WORK INSTRUCTION: Answer with one figure only, the number of lines below in which "stone" occurs.

DATASET RECORDS:
■ ■ ■ ■ ■
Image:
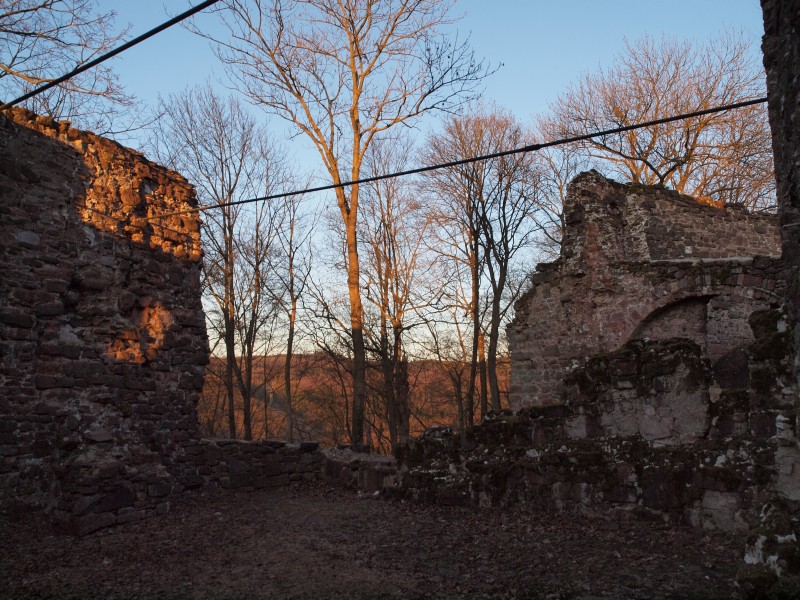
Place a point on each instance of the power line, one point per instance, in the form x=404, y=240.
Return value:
x=111, y=53
x=464, y=161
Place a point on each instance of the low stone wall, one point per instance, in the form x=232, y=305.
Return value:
x=255, y=465
x=367, y=473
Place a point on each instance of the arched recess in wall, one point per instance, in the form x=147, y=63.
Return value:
x=717, y=322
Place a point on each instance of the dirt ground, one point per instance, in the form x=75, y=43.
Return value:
x=316, y=542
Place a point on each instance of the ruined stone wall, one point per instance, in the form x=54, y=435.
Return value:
x=102, y=334
x=256, y=465
x=642, y=262
x=637, y=434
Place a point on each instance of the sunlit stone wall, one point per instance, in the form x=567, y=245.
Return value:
x=102, y=336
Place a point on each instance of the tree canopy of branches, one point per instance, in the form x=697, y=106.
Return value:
x=718, y=158
x=41, y=40
x=484, y=211
x=341, y=72
x=393, y=228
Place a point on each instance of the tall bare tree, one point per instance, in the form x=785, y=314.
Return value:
x=393, y=228
x=719, y=158
x=219, y=147
x=41, y=40
x=341, y=72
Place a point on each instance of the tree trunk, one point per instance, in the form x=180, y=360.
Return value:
x=482, y=375
x=356, y=322
x=476, y=332
x=491, y=359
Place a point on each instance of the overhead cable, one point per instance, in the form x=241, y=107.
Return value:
x=464, y=161
x=110, y=54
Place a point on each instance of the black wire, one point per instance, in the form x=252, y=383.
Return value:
x=464, y=161
x=111, y=53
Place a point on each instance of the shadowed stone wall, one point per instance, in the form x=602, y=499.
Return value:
x=102, y=334
x=642, y=262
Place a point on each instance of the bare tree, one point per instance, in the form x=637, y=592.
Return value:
x=341, y=72
x=41, y=40
x=718, y=158
x=393, y=228
x=293, y=235
x=485, y=215
x=222, y=151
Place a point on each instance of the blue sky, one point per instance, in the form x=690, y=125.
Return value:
x=544, y=45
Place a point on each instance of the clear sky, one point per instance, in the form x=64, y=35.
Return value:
x=543, y=45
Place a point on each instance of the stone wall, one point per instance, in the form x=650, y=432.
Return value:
x=642, y=262
x=102, y=334
x=256, y=465
x=773, y=547
x=637, y=433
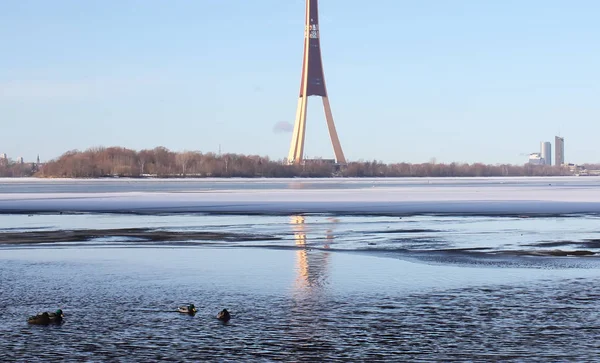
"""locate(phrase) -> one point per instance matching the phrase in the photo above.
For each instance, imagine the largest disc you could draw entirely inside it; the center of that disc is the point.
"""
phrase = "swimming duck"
(46, 318)
(223, 315)
(56, 316)
(190, 309)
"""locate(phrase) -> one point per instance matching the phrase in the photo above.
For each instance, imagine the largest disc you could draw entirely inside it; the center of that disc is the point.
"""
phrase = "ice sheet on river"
(397, 200)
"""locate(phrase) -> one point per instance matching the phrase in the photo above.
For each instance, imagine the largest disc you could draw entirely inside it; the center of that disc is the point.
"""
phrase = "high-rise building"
(312, 84)
(536, 159)
(546, 152)
(559, 150)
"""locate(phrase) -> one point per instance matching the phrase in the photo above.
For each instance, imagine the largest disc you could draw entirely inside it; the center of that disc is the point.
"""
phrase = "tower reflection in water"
(312, 258)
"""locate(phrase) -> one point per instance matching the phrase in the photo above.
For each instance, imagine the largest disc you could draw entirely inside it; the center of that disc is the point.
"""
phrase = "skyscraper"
(559, 150)
(312, 84)
(546, 152)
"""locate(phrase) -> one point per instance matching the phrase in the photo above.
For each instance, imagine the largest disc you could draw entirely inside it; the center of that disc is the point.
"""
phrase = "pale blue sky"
(462, 80)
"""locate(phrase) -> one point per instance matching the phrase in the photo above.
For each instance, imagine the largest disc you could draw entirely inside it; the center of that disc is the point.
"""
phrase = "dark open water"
(324, 288)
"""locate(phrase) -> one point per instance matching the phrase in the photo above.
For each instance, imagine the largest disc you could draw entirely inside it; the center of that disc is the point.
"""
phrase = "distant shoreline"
(162, 163)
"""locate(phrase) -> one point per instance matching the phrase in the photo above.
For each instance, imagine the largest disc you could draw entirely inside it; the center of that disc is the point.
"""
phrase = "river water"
(310, 287)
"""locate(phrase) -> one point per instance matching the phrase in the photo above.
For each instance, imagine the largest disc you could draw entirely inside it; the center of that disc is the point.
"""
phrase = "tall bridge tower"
(312, 84)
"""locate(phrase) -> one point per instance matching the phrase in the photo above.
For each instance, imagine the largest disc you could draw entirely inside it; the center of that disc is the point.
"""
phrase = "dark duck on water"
(46, 318)
(223, 315)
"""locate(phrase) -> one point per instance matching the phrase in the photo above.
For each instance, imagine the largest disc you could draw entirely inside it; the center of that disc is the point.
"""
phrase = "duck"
(190, 309)
(223, 315)
(46, 318)
(56, 316)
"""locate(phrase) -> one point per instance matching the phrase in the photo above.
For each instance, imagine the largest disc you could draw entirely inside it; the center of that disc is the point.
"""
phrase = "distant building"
(536, 159)
(546, 152)
(559, 150)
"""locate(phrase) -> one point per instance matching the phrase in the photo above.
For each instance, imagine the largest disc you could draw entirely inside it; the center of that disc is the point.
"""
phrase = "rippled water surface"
(300, 287)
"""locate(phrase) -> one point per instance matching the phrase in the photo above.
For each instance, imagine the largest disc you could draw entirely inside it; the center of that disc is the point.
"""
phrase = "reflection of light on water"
(311, 264)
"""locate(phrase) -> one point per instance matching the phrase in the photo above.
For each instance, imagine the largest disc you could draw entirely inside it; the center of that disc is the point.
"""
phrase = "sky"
(408, 81)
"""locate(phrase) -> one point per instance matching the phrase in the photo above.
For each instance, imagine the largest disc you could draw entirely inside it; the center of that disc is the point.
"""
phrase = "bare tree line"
(161, 162)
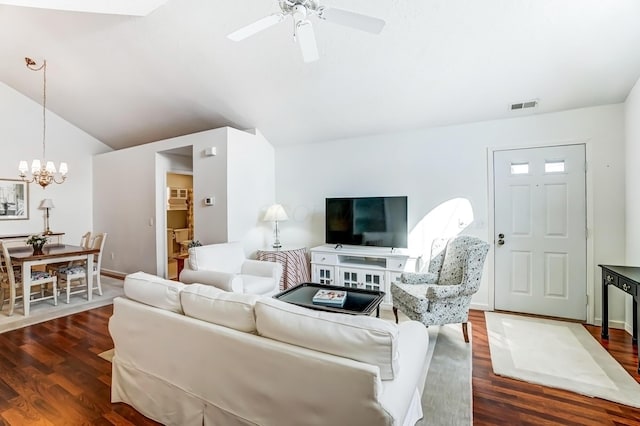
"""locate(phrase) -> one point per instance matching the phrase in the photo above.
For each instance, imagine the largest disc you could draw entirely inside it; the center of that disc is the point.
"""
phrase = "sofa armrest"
(223, 280)
(262, 268)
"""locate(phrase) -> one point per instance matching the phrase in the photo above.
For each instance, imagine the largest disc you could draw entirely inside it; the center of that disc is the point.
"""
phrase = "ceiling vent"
(524, 105)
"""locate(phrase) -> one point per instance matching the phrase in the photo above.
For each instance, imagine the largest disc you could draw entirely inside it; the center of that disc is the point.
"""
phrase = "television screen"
(367, 221)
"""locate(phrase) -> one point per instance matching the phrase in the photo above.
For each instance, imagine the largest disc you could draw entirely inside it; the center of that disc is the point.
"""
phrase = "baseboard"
(616, 324)
(480, 307)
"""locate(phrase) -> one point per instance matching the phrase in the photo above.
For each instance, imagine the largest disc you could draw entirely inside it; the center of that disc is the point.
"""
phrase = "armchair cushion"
(258, 285)
(208, 303)
(224, 257)
(261, 268)
(454, 257)
(419, 278)
(226, 267)
(154, 291)
(457, 268)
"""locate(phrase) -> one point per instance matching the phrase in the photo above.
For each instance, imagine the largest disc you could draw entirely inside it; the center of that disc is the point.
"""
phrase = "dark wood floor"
(50, 374)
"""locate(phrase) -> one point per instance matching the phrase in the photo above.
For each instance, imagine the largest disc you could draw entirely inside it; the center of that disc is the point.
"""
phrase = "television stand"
(369, 268)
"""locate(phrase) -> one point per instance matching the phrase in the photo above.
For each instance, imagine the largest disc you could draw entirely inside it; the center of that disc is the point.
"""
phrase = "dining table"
(51, 253)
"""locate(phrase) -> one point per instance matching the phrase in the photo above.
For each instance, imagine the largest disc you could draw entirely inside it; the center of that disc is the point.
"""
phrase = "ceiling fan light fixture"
(300, 11)
(307, 41)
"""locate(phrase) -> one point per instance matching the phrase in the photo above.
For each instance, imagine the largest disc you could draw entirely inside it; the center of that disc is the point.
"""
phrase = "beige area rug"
(447, 398)
(45, 310)
(557, 354)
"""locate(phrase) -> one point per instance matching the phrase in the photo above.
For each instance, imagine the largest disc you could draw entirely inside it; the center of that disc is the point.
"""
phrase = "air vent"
(524, 105)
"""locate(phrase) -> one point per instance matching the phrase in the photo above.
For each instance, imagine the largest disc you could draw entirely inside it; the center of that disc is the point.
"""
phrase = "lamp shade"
(47, 203)
(275, 213)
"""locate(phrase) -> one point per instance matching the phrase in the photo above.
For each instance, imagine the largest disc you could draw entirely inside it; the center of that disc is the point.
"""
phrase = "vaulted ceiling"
(129, 80)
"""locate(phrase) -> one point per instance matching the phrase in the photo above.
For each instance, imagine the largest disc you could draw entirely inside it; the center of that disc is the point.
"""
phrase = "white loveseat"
(198, 355)
(225, 266)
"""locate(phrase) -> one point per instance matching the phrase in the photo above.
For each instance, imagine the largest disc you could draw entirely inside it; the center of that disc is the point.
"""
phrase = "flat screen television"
(367, 221)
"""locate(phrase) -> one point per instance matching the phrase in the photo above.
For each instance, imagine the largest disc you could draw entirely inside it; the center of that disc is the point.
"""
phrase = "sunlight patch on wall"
(445, 221)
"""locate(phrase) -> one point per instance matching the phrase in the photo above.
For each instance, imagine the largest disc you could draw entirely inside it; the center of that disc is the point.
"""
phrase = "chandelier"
(42, 172)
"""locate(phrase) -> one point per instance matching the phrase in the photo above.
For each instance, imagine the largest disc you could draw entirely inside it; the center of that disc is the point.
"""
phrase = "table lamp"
(275, 213)
(47, 204)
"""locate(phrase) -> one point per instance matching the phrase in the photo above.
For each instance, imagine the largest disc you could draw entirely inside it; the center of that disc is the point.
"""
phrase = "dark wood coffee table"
(359, 301)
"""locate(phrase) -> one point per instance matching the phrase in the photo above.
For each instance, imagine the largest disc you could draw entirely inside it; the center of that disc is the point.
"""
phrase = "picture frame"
(14, 199)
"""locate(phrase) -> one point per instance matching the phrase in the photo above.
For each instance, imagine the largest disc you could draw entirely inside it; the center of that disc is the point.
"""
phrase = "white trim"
(590, 275)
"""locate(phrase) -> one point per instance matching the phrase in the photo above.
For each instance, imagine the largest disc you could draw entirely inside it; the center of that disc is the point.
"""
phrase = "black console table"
(627, 279)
■ ■ ■ ■ ■
RESULT FOR THIS TASK: 5